**Quoted passage**:
┌────────

Studio album by 9ice
- Released: 7 December 2011
- Recorded: 2009–2011
- Genre: Afrobeats; fuji; hip hop;
- Length: 68:59
- Language: Yoruba; English; Nigerian Pidgin;
- Label: Alapomeji Ancestral
- Producer: ID Cabasa; Puffy Tee; Red Eye; Tee-Y Mix; Cheepho; Spellz; Duncan Mighty; D'Tunes;

9ice chronology
| Bashorun Gaa (2011) | Versus (2011) | CNN (2014) |

Singles from Versus
- "Loni Ni" / "Safarawe" / "Atamatase" Released: 12 February 2010; "All The Way" Released: 9 November 2010; "Health is Wealth" Released: 6 March 2011; "Insanity" Released: 30 October 2011;

= Versus (9ice album) =

Versus is the fifth studio album by Nigerian singer 9ice. It was released on 7 December 2011 by Alapomeji Ancestral Records in conjunction with Bashorun Gaa. The album features a blend of Afrobeats and hip hop. The album was titled Versus because it includes many guest artists, with 9ice framing the collaborations as lyrical face-offs rather than standard features. The artists featured on the album include 2Face Idibia, Banky W., Duncan Mighty, Seriki, Mode 9, V.I.P, Tiwa Savage, Wizkid, Dagrin, M.I, Ajayi Brovas, Kwaw Kese, Timaya, Kwam 1, and Wizboyy. Production was handled by ID Cabasa, Puffy Tee, Tee-Y Mix, Cheepho, Spellz, Duncan Mighty, E.L, and D'Tunes. The fifth track off the album, "Iya Alariya", was supposed to feature King Sunny Adé, but the label failed to make time to get Adé and 9ice in the studio. Versus was nominated for Best R&B/Pop Album at The Headies 2012.

└────────

**Problems to solve**:
**1)** Using the Versus article, answer each question briefly.
(a) Which label released the album?
(b) Which track was supposed to feature King Sunny Adé?
(c) On what date was the single "Health is Wealth" released?
**2)** Decide whether each statement agrees with the Versus article. Answer yes or no, and quote the words that settle it.
(a) Versus is 9ice's fourth studio album.
(b) The album was recorded between 2009 and 2011.
(c) All of the album's songs are in English.
The entries that follow come from a separate source and are unrelated to the article above.

**Supplied entries**:
┌────────

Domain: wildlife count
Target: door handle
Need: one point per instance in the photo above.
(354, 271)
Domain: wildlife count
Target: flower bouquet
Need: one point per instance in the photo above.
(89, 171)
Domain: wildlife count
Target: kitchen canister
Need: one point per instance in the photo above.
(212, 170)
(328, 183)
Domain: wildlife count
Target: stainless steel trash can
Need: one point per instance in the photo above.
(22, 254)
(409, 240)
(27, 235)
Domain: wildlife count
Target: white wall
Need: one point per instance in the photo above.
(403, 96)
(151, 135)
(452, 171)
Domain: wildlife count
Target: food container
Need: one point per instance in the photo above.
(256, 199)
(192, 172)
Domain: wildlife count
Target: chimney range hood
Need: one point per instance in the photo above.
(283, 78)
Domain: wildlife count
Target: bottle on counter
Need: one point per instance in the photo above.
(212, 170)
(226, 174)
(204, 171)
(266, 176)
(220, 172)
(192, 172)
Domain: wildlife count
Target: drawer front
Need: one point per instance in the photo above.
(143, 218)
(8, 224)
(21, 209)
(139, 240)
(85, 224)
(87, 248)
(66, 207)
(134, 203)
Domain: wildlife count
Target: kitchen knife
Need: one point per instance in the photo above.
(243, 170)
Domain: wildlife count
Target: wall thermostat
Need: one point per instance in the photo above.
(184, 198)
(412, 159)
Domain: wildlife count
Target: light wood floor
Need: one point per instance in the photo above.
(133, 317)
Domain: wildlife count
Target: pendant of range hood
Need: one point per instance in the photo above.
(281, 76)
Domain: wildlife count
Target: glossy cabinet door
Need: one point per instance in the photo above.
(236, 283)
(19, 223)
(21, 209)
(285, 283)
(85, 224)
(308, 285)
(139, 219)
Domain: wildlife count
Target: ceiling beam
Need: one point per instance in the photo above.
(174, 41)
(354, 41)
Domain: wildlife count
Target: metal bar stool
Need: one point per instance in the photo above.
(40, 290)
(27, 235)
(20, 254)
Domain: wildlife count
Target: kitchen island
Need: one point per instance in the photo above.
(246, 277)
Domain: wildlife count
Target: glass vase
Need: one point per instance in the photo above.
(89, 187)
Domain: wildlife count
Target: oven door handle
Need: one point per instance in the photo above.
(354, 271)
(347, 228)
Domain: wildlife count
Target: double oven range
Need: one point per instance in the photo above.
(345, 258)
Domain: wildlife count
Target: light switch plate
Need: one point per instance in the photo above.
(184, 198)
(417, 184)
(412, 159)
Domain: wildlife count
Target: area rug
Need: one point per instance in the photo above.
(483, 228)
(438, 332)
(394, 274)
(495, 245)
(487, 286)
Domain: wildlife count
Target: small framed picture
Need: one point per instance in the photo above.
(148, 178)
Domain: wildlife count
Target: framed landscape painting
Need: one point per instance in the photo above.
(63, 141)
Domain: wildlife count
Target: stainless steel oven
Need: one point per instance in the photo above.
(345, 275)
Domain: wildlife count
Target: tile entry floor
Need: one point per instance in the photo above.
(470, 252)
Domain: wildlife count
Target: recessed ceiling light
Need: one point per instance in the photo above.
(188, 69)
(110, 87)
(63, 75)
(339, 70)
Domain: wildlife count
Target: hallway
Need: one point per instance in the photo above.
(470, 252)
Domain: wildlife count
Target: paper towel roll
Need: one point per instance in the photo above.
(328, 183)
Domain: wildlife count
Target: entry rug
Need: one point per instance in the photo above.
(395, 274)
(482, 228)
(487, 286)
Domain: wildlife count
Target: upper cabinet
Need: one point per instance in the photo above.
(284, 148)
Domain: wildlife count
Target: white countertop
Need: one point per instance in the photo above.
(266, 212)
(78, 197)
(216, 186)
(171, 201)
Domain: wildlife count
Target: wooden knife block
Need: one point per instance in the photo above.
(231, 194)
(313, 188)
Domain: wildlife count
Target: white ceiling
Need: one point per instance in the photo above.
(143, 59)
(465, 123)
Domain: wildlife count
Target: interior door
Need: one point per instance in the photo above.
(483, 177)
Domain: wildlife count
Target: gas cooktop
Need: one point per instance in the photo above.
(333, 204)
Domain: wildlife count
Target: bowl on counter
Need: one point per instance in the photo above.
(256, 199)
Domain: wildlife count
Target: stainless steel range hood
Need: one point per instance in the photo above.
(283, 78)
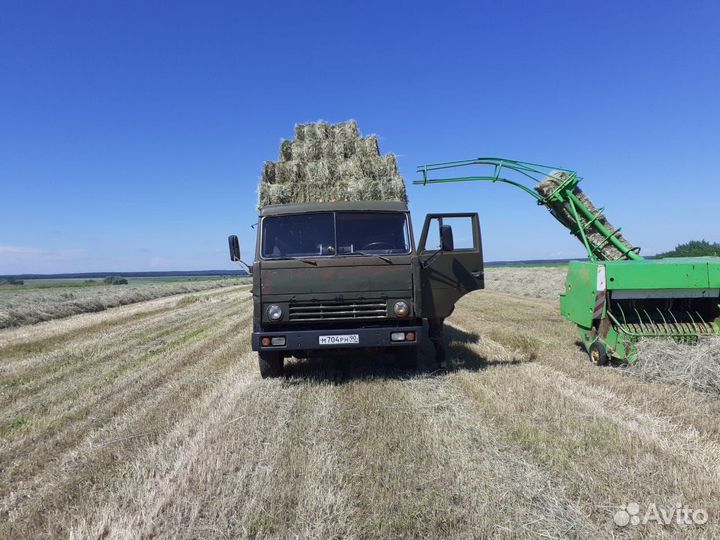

└────────

**Replies**:
**1)**
(a) Alapomeji Ancestral Records
(b) "Iya Alariya," the fifth track
(c) 6 March 2011

**2)**
(a) No: "Versus is the fifth studio album by Nigerian singer 9ice."
(b) Yes: "Recorded: 2009–2011"
(c) No: "Language: Yoruba; English; Nigerian Pidgin;"